## Start Document segment
And then there were the "feste" (parties) ...
Sunday night's Trust Film Sales party at a club around Alexanderplast was quite the scene, as Danish film execs sipped powerful vodka drinks with an eclectic crowd featuring familiar party circuit faces. On Monday night, I ventured to the swank Aldon Hotel for the Shooting Stars 2006 reception and party. Shooting Stars 2006 is a European Film Promotion initiative that
recognizes 21 up-and-coming actors from all over Europe. The program is financially supported by the European Union's MEDIA Programme. Appropriately explained to me beforehand by festival veterans as "an excellent waste of European money," this year's Shooting Stars reception felt like a romp through Disneyland's Epcot Center, only with young, beautiful actors and actresses representing each country. There was a presentation on stage featuring clips from the actors' recent on-screen ventures, meant to encourage the international film industry, media and public to acknowledge the incredible screen talent that lies within Europe. I think the program is actually a wonderful idea - when else would most of the media and public be exposed to most of these young talents whose film careers haven't yet received international recognition. When else would I have spent an evening eating tiny plates of unidentifiable hors d'oeuvres and cream-covered apple strudel with a Norwegian actress (Ane Dahl Torp), a Morroco-born Dutch actor (Mimoun Oaïssa) and one of France's most famous young French actresses (Fanny Valette, who, by the way, also shared my Paris-Berlin flight on the way to the fest) ? When we'd schmoozed our young hearts out, we hopped in the Shooting Stars 2006 official car, and the driver took us to the Icelandic Films party where the party continued until late in the evening in a crowded warehouse-like club featuring a 7-foot tall drag queen spinning tunes. Only in Berlin, my friends, only in Berlin.
## End Document segment
## Start Rows
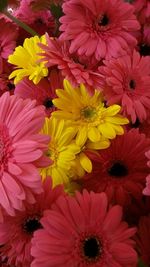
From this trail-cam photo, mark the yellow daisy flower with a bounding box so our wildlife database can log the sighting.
[8,35,48,84]
[52,80,129,146]
[71,137,110,180]
[41,118,80,186]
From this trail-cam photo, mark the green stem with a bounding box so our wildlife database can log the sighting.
[3,10,39,36]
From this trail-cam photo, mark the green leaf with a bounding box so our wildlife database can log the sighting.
[0,0,8,12]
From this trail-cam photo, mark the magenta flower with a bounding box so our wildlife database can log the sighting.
[99,50,150,123]
[31,190,137,267]
[0,93,50,218]
[60,0,140,60]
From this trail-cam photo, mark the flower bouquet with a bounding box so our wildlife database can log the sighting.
[0,0,150,267]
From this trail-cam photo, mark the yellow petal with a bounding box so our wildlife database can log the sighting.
[79,152,92,173]
[88,127,101,142]
[76,127,87,146]
[98,123,116,139]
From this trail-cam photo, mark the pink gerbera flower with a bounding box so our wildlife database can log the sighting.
[13,0,55,43]
[99,51,150,123]
[83,129,150,206]
[143,149,150,196]
[0,58,15,96]
[0,17,18,59]
[135,215,150,266]
[0,178,64,267]
[0,93,49,218]
[31,191,137,267]
[15,73,61,117]
[40,35,101,88]
[60,0,140,60]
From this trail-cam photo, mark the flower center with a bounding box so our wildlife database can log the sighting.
[0,124,11,171]
[46,142,59,165]
[82,236,103,262]
[43,98,54,109]
[81,106,97,121]
[23,216,42,234]
[98,14,109,26]
[129,79,136,90]
[108,162,128,177]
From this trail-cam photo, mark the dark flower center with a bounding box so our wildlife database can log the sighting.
[43,98,54,109]
[140,44,150,56]
[108,162,128,177]
[98,14,109,26]
[23,217,42,234]
[131,118,141,128]
[36,18,43,25]
[83,236,103,261]
[129,79,136,90]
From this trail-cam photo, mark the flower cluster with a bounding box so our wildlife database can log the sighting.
[0,0,150,267]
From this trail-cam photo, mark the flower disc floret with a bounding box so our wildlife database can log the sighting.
[52,80,128,146]
[8,35,48,84]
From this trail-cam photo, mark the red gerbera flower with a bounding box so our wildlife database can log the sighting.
[99,51,150,123]
[0,17,18,59]
[14,71,61,117]
[40,35,101,88]
[143,149,150,196]
[83,129,150,206]
[0,93,49,218]
[31,191,137,267]
[0,178,64,267]
[60,0,140,60]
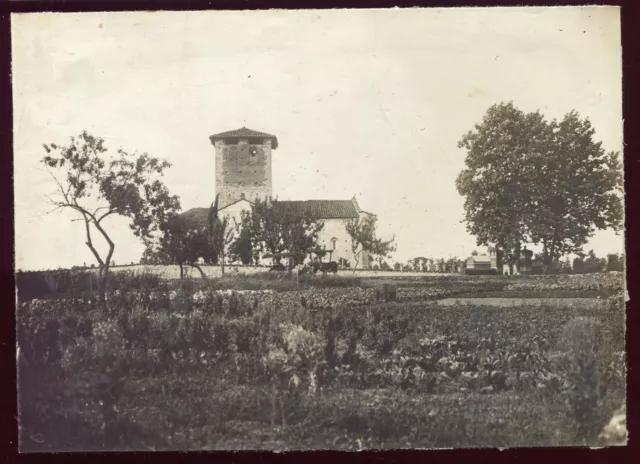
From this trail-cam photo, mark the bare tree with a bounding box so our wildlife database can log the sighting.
[42,131,180,308]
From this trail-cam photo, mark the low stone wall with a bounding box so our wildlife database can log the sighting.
[112,264,455,279]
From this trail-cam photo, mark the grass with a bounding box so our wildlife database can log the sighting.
[18,273,625,451]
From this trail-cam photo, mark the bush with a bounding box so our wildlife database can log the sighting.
[17,276,624,449]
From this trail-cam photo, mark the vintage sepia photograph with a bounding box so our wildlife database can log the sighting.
[11,6,627,453]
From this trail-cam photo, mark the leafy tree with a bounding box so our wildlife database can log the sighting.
[607,253,624,271]
[527,111,622,267]
[236,199,324,267]
[456,103,622,272]
[42,131,180,308]
[584,250,607,273]
[572,256,585,274]
[208,194,234,277]
[143,216,213,279]
[345,215,396,275]
[229,225,254,265]
[380,260,393,271]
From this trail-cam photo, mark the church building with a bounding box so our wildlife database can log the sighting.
[184,127,372,269]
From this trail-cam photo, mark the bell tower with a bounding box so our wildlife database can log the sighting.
[209,127,278,208]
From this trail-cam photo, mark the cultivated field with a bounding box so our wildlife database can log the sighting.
[17,272,625,451]
[113,264,451,279]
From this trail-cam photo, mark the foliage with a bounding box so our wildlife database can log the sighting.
[42,131,180,302]
[240,199,324,265]
[345,215,396,274]
[607,253,624,272]
[208,194,235,276]
[456,103,622,266]
[17,273,625,451]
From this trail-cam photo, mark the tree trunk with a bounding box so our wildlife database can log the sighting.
[220,245,224,277]
[191,263,207,280]
[353,250,362,276]
[87,219,116,310]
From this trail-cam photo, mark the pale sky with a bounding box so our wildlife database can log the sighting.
[12,7,624,269]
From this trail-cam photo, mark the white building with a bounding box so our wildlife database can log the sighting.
[178,127,373,269]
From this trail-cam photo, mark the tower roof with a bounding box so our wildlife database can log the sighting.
[209,127,278,149]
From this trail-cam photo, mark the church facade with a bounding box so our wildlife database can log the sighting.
[184,127,372,269]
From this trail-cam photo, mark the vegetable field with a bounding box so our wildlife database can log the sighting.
[17,273,625,451]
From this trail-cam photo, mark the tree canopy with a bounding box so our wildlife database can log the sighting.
[232,199,324,265]
[41,131,180,302]
[456,103,622,265]
[345,215,396,274]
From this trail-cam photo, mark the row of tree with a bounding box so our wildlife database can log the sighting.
[456,103,623,274]
[41,131,395,307]
[143,197,395,278]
## End Rows
In the festival party account, how many actors does Shooting Stars 2006 recognize? Please answer briefly.

21 up-and-coming actors from all over Europe.